KETENTUAN SOAL:
Tulis lagi bagian teks tentang puasa yang dibuka dengan kata-kata berisi "4. Suntik Di" dan ditutup dengan "(المحلی ج ٢ ص ٥٦ )", tapi ganti "betis" dengan "lengan".

KUTIPAN PILIHAN:
──────

3. Menelan Air Saat Kumur

وَلَوْ سَبَقَ مَاءَ الْمَضْمَضَةِ أَوِ الْإِسْتِنْشَاقِ إلَى جَوْفِهِ نُظِرَ إِنْ بَالَغَ أَفْطَرَ وَإِلَّا فَلَا (الإقناع للشربيني - ١ | ٢٣٧)

“Jika kemasukan air kumur ke dalam perutnya, maka diperinci; jika dengan cara tidak lazim maka batal, dan jika dengan cara wajar maka tidak batal" (al-Iqna' 1/237)

4. Suntik Di Siang Ramadhan

وَلَوْ أَوْصَلَ الدَّوَاءَ لِجِرَاحَةٍ عَلَى السَّاقِ إلى دَاخِلِ اللَّحْمِ، أَوْ غَرَزَ فِيْهِ سِكِّيْنًا وَصَلَتْ مُخَّهُ لَمْ يُفْطِرْ لِأَنَّهُ لَيْسَ بِجَوْفٍ

“Jika seseorang memasukkan obat buat luka di betis sampai kedalam daging, atau menancapkan pisau di betis tersebut sampai ke sumsum, maka hal itu tidak membatalkan puasanya, karena daging itu bukan rongga tubuh” (Syarah Mahalli 'ala Minhaaj / Qalyubi juz IX halaman 291, maktabah syamilah)

5. Memasukkan Obat Mata

ولا يَضُرُّ الإكْتِحَالُ وإنْ وُجِدَ طَعْمُهُ أَىِ الكُحْلِ بِحَلْقِهِ لِأَنَّه لا يَنْفُدُ مِنَ العَيْنِ إلى الحَلْقِ وَالوَاصِلُ إليه مِن المَسَامِّ (المحلی ج ٢ ص ٥٦ )

“Boleh memakai celak mata, sekalipun ditemukan rasa pada tenggorokan, karena celak tidak dapat tembus dari mata sampai tenggorokan, dan sesuatu yang sampai ke tenggorokan itu hanya melalui jalan pori-pori (sedang pori-pori bukan termasuk lobang badan yang dapat membatalkan puasa)” (al-Mahally juz 2 hal 56)

──────

BAGIAN DATA:
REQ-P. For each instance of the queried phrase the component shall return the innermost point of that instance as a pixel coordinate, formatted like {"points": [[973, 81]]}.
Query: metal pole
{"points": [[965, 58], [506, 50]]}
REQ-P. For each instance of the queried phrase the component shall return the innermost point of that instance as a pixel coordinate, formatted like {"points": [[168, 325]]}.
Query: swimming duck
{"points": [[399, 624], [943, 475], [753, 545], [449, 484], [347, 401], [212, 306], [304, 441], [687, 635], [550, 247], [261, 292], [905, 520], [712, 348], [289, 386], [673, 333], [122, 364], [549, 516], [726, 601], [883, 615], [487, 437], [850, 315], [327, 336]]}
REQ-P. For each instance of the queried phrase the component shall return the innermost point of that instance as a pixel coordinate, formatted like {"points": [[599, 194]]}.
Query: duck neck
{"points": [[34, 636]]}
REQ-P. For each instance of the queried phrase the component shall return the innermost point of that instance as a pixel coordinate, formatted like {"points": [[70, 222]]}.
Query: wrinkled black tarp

──────

HASIL TUGAS:
4. Suntik Di Siang Ramadhan

وَلَوْ أَوْصَلَ الدَّوَاءَ لِجِرَاحَةٍ عَلَى السَّاقِ إلى دَاخِلِ اللَّحْمِ، أَوْ غَرَزَ فِيْهِ سِكِّيْنًا وَصَلَتْ مُخَّهُ لَمْ يُفْطِرْ لِأَنَّهُ لَيْسَ بِجَوْفٍ

“Jika seseorang memasukkan obat buat luka di lengan sampai kedalam daging, atau menancapkan pisau di lengan tersebut sampai ke sumsum, maka hal itu tidak membatalkan puasanya, karena daging itu bukan rongga tubuh” (Syarah Mahalli 'ala Minhaaj / Qalyubi juz IX halaman 291, maktabah syamilah)

5. Memasukkan Obat Mata

ولا يَضُرُّ الإكْتِحَالُ وإنْ وُجِدَ طَعْمُهُ أَىِ الكُحْلِ بِحَلْقِهِ لِأَنَّه لا يَنْفُدُ مِنَ العَيْنِ إلى الحَلْقِ وَالوَاصِلُ إليه مِن المَسَامِّ (المحلی ج ٢ ص ٥٦ )